■ WORK INSTRUCTIONS
Pick out every line in the items below that contains the string "long", with case counting.

Data extracted from a collection
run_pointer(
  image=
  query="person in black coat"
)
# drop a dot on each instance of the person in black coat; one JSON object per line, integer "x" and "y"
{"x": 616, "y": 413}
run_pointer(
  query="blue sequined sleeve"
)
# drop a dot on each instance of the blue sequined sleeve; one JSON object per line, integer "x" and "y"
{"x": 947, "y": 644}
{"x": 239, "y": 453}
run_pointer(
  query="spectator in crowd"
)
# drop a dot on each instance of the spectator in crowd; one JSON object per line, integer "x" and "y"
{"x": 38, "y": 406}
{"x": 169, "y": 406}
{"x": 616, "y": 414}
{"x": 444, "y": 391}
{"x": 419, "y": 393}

* * *

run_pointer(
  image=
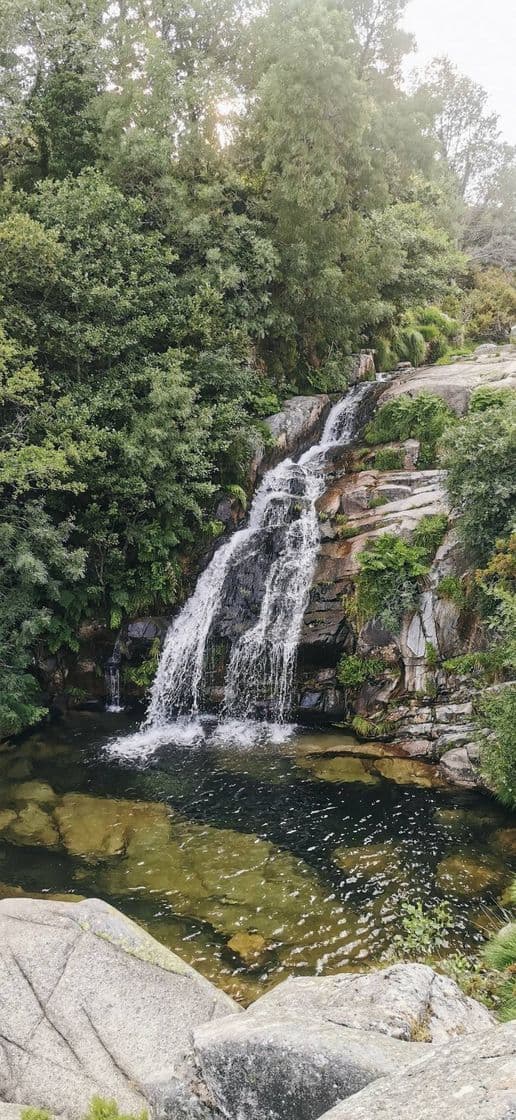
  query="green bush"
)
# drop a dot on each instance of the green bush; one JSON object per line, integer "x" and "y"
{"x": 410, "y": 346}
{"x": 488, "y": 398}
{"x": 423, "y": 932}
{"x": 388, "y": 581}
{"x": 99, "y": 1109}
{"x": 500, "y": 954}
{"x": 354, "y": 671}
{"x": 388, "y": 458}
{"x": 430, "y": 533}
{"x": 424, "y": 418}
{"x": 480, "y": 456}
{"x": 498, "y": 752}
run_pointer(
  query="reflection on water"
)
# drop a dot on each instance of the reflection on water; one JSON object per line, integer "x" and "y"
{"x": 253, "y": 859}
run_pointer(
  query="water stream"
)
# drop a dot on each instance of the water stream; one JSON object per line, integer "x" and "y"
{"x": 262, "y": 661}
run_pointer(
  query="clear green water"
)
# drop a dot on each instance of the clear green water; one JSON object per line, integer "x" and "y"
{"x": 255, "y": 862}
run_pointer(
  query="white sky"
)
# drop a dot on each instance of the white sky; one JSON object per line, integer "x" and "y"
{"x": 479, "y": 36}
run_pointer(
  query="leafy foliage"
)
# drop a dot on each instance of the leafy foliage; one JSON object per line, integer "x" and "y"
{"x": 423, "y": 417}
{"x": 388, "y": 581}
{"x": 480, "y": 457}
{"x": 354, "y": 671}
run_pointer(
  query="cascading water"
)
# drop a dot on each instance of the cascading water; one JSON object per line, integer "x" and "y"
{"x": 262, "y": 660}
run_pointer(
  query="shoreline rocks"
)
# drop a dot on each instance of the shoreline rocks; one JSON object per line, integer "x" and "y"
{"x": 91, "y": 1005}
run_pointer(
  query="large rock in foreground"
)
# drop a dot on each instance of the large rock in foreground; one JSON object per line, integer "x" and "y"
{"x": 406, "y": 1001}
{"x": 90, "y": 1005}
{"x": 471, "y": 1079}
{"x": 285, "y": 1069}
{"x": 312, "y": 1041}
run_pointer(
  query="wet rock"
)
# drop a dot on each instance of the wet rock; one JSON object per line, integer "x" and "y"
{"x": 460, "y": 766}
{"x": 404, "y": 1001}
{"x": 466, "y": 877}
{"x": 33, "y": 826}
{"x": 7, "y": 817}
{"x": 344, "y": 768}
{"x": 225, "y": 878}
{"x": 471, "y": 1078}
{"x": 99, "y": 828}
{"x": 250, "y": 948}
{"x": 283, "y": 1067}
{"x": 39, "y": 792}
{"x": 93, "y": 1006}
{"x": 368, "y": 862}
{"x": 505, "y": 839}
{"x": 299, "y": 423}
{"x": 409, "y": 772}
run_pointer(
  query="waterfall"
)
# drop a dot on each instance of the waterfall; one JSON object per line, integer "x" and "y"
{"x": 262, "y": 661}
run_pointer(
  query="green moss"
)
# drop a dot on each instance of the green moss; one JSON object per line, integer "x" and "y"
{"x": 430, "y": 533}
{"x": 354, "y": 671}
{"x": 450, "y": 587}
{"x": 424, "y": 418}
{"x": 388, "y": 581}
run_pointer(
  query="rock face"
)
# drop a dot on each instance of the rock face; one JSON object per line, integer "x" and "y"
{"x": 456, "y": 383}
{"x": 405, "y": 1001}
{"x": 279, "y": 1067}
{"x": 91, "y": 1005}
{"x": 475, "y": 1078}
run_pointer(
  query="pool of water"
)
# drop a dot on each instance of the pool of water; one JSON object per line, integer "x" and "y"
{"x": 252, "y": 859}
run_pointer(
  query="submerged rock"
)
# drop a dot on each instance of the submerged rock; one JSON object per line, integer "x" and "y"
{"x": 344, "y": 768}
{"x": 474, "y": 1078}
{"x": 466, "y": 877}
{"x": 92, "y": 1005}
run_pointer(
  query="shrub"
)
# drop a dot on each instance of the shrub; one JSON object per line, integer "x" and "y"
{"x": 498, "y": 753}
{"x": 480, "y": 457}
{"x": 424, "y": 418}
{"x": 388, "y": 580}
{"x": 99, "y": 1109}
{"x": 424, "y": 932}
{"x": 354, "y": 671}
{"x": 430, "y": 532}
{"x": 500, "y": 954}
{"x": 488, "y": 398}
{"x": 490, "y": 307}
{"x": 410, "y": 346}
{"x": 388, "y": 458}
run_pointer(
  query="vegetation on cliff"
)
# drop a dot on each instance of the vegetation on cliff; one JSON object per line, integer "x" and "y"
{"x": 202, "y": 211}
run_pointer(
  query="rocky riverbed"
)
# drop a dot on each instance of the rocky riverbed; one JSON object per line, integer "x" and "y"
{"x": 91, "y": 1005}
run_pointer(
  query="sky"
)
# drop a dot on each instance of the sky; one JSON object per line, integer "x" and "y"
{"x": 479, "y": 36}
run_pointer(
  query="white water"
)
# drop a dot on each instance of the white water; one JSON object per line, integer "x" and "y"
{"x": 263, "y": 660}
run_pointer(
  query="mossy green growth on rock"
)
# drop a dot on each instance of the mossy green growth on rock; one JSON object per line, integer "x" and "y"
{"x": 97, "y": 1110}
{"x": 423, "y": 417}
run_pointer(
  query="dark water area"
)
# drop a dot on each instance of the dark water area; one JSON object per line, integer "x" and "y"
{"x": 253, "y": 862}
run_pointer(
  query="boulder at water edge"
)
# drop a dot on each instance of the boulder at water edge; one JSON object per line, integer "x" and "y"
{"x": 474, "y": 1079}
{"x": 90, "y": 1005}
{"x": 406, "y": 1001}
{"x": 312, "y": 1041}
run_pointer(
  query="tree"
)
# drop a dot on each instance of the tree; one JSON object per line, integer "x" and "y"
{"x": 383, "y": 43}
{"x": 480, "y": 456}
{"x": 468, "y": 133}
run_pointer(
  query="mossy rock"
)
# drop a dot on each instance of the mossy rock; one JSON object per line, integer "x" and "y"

--

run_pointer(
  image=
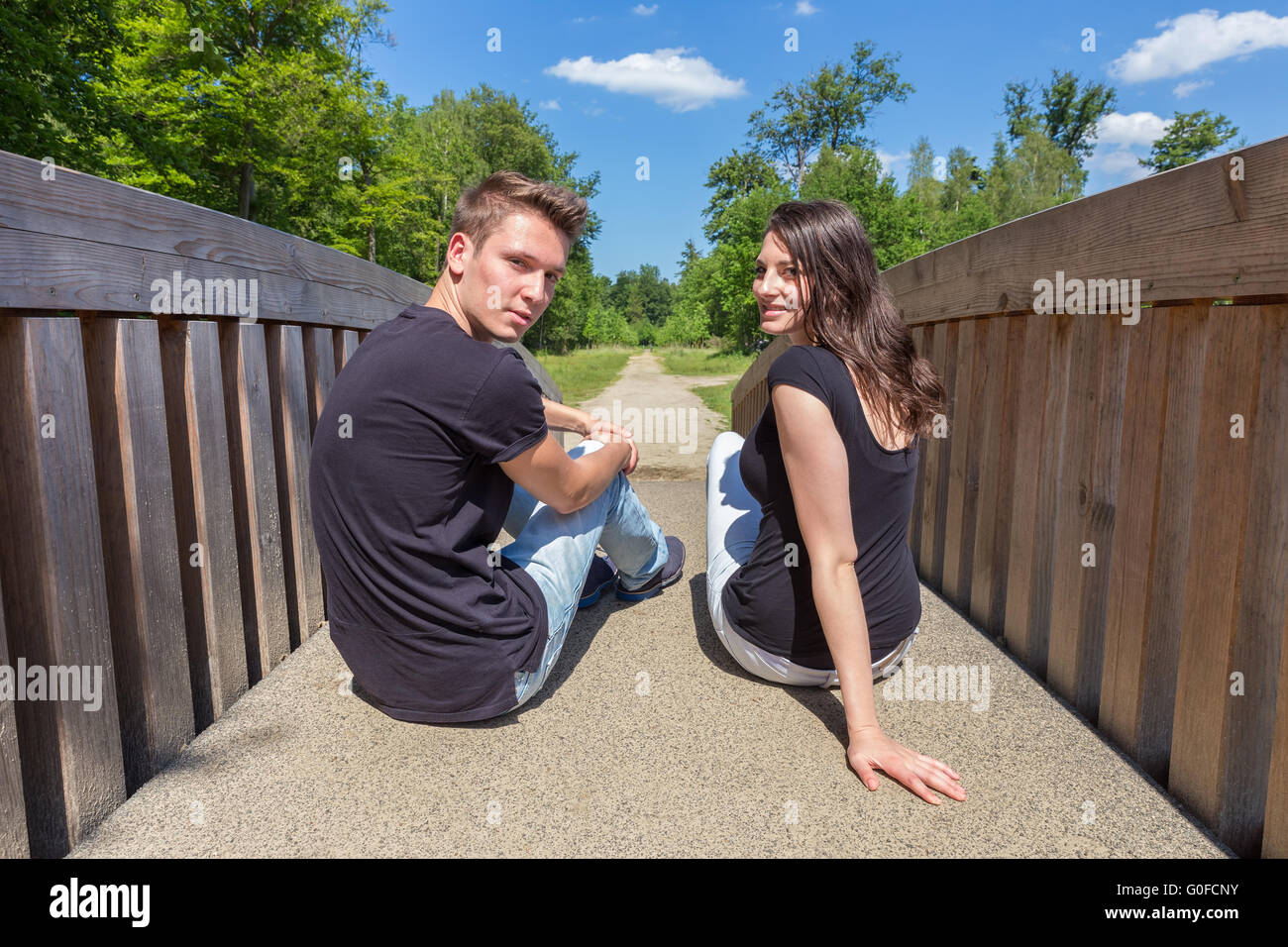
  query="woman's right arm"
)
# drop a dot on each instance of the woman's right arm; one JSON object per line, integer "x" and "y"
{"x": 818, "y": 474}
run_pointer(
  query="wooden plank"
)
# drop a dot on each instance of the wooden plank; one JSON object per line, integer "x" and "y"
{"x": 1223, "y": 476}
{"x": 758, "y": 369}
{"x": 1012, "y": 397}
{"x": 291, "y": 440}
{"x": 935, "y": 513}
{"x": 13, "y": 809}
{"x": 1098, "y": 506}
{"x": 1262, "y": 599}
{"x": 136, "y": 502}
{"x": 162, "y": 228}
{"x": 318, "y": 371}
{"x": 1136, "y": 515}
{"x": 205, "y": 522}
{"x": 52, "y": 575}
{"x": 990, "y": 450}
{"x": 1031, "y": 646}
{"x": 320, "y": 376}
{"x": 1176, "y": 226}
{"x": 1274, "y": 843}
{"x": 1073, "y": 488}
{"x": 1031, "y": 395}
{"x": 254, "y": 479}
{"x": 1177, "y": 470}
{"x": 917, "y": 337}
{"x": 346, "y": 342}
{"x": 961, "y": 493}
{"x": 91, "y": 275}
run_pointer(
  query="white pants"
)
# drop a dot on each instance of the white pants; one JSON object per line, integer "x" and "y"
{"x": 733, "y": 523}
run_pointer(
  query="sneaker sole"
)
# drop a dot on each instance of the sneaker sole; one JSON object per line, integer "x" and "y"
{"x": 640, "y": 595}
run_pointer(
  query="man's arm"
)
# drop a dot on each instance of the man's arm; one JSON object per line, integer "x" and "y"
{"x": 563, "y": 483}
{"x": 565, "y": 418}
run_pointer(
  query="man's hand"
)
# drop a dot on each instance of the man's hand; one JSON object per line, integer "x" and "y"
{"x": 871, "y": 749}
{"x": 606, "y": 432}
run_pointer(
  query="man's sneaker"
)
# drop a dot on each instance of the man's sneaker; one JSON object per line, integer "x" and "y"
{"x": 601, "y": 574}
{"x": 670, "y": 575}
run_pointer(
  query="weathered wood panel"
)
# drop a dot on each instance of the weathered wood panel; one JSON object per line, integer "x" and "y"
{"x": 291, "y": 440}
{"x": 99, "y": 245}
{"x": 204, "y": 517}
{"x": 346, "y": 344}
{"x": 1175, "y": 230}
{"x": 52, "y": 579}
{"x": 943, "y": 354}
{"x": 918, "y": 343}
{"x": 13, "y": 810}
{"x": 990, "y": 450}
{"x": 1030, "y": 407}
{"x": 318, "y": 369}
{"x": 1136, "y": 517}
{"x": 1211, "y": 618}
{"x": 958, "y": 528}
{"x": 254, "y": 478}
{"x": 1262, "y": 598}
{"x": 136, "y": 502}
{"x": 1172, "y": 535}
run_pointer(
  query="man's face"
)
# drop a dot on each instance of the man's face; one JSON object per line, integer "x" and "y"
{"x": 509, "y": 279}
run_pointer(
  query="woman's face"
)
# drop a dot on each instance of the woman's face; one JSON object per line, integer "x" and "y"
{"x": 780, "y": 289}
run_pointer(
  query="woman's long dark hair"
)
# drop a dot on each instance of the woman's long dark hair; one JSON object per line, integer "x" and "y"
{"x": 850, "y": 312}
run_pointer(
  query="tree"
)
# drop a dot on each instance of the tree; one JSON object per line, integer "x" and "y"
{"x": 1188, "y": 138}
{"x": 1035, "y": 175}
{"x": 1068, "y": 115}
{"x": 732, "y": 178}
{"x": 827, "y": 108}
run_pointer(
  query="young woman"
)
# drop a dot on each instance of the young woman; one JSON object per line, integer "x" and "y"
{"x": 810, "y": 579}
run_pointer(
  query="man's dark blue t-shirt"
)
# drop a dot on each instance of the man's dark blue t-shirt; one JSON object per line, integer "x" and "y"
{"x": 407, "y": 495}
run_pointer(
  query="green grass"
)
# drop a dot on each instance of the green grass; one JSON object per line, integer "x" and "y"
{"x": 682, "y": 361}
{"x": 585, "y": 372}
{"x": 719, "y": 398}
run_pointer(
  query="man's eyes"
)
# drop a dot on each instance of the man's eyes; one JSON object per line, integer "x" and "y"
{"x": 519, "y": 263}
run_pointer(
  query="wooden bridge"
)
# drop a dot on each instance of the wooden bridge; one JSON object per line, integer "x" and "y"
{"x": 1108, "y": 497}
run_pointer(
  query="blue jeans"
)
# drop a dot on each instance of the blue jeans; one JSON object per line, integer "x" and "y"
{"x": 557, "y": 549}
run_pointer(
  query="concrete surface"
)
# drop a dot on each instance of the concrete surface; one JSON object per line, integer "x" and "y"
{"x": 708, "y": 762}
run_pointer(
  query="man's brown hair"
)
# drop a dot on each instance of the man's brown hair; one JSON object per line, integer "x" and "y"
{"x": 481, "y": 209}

■ OUTPUT OF THE TASK
  query="woman's long dark hair"
# drop a dot on each instance of the woman's long dark hair; one JSON object per line, integer "x" and "y"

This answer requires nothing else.